Tarefa proposta 1
Reproduza palavra por palavra o trecho do texto sobre licenciamento ambiental entre "Com relação ao" e "classificado como baixo.", inclusive.

Texto fornecido
####################

Com relação ao Decreto Estadual 42.159 de 02/12/09, que institui o novo Sistema de Licenciamento Ambiental no Estado do Rio de Janeiro, consideram-se como atividades sujeitas ao licenciamento ambiental no Grupo 33 – Construção Civil, a pavimentação de estradas, vias urbanas e pavimentação especial.
A Resolução CONEMA Nº 18 de 28/01/2010 que aprova a MN-050.R-4 – Classificação de Atividades Poluidoras, apresenta a seguinte redação para o Código 33.61.30 “ Pavimentação de estradas, vias urbanas e pavimentação especial, exceto as obras e intervenções de conservação ou melhorias, nos limites da faixa de domínio de rodovias previstas no art. 2º da Resolução CONEMA Nº 04 de 18/11/08”. O potencial poluidor desta atividade foi classificado como baixo.
A Resolução CONEMA Nº 04 estabelece:
Artigo 2º - “Não dependem de licenciamento ambiental a execução de obras e intervenções de conservação ou melhorias nos limites da Faixa de Domínio de vias e rodovias, que se encontrem em operação, listadas a seguir:
I - poda de árvores, cujos galhos invadam o acostamento ou a faixa de rolamento, encubram a sinalização ou em situação de risco iminente à segurança, respeitados os padrões municipais vigentes para o procedimento;
II - estabilização de taludes de corte e saias de aterro;
III - limpeza e reparo de sistemas de drenagem, que não impliquem em dragagem;
IV – implantação e alteração de sinalização horizontal e vertical, observados os padrões oficiais;
V - implantação de cercas, defensas metálicas ou similares;
VI – execução de recapeamento;
VII – pavimentação e manutenção de acostamento já existente;
VIII – reparos em obras de arte;
IX – implantação de caixa de contenção, ou de retenção, em pontos sensíveis da rodovia, com vistas a prevenir danos decorrentes de derramamento de produtos perigosos;
X – implantação de uma faixa adicional, contígua às faixas existentes, necessária a segurança do tráfego, em trechos de aclive, dentro da Faixa de Domínio já implantada;
XI – obras para melhorias geométricas, recuos, balanças, passarelas, ciclovias e pontos de ônibus.
§ 1º - As intervenções e obras referidas nos incisos VII, VIII, IX, X e XI independem de licenciamento ambiental desde que não:
I – alterem a drenagem natural ou a seção de escoamento fluvial;
II – causem dano à Faixa Marginal de Proteção – FMP de corpos hídricos, aos recursos hídricos e ao solo;
III – necessitem de infra-estrutura de saneamento;
IV – haja risco de poluição ou contaminação dos recursos hídricos; e,
V – haja necessidade de relocação de população.

####################

Dados registrados

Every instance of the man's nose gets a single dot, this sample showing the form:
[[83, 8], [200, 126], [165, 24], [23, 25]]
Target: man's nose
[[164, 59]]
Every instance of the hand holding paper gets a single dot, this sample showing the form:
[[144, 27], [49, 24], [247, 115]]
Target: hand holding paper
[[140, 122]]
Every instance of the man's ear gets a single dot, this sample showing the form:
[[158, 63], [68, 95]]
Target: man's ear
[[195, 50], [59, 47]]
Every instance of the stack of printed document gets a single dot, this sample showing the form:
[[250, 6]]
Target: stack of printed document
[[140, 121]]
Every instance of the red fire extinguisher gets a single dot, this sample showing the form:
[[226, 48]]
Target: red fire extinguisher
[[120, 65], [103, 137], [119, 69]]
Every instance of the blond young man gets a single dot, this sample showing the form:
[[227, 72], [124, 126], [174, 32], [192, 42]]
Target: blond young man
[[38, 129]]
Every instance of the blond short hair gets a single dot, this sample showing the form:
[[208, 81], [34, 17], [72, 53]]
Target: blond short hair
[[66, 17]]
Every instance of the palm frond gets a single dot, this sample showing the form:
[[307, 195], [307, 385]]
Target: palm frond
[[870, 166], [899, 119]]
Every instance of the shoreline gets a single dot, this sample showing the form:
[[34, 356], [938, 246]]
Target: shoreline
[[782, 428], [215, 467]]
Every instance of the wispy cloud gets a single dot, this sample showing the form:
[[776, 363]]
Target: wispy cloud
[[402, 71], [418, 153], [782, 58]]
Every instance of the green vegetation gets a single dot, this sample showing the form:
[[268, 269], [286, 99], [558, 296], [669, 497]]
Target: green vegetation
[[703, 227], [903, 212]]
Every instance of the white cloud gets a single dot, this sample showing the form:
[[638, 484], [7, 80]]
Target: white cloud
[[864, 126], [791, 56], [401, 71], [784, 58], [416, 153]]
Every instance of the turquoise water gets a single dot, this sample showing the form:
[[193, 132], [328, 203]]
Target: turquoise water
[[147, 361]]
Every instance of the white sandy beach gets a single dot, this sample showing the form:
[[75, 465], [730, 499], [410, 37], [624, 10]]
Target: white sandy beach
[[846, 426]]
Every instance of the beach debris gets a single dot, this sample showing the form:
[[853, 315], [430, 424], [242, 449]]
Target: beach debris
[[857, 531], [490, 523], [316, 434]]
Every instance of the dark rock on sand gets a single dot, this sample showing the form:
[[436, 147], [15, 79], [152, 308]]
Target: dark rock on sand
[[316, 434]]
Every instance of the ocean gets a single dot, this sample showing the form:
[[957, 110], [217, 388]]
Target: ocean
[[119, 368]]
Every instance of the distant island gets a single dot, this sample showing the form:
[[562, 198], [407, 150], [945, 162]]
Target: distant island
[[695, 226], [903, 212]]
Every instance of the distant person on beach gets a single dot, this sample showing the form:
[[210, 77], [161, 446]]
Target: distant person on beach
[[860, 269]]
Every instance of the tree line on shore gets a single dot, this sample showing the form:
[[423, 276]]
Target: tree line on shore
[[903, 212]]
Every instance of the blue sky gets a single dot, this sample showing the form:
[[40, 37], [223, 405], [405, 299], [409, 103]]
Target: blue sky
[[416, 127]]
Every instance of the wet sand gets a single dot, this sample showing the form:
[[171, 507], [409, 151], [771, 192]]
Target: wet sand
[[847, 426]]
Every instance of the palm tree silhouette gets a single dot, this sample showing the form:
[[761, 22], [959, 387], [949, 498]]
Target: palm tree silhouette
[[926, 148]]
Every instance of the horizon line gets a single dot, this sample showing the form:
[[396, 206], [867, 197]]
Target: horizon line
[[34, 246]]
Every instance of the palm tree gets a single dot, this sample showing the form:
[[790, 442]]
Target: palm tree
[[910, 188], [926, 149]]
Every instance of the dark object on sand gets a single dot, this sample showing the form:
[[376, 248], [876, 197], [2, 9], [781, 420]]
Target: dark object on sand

####################

Tarefa proposta 2
Cite fielmente as linhas dos registros que vão da linha que contém "Every instance of the distant person" até o fim dos registros, ambas as pontas incluídas.

Resposta completa 1
Com relação ao Decreto Estadual 42.159 de 02/12/09, que institui o novo Sistema de Licenciamento Ambiental no Estado do Rio de Janeiro, consideram-se como atividades sujeitas ao licenciamento ambiental no Grupo 33 – Construção Civil, a pavimentação de estradas, vias urbanas e pavimentação especial.
A Resolução CONEMA Nº 18 de 28/01/2010 que aprova a MN-050.R-4 – Classificação de Atividades Poluidoras, apresenta a seguinte redação para o Código 33.61.30 “ Pavimentação de estradas, vias urbanas e pavimentação especial, exceto as obras e intervenções de conservação ou melhorias, nos limites da faixa de domínio de rodovias previstas no art. 2º da Resolução CONEMA Nº 04 de 18/11/08”. O potencial poluidor desta atividade foi classificado como baixo.

Resposta completa 2
Every instance of the distant person on beach gets a single dot, this sample showing the form:
[[210, 77], [161, 446]]
Target: distant person on beach
[[860, 269]]
Every instance of the tree line on shore gets a single dot, this sample showing the form:
[[423, 276]]
Target: tree line on shore
[[903, 212]]
Every instance of the blue sky gets a single dot, this sample showing the form:
[[40, 37], [223, 405], [405, 299], [409, 103]]
Target: blue sky
[[416, 127]]
Every instance of the wet sand gets a single dot, this sample showing the form:
[[171, 507], [409, 151], [771, 192]]
Target: wet sand
[[847, 426]]
Every instance of the palm tree silhouette gets a single dot, this sample showing the form:
[[761, 22], [959, 387], [949, 498]]
Target: palm tree silhouette
[[926, 148]]
Every instance of the horizon line gets a single dot, this sample showing the form:
[[396, 206], [867, 197]]
Target: horizon line
[[34, 246]]
Every instance of the palm tree gets a single dot, this sample showing the form:
[[790, 442]]
Target: palm tree
[[910, 188], [926, 149]]
Every instance of the dark object on sand gets a single dot, this sample showing the form:
[[376, 248], [876, 197], [2, 9], [781, 420]]
Target: dark object on sand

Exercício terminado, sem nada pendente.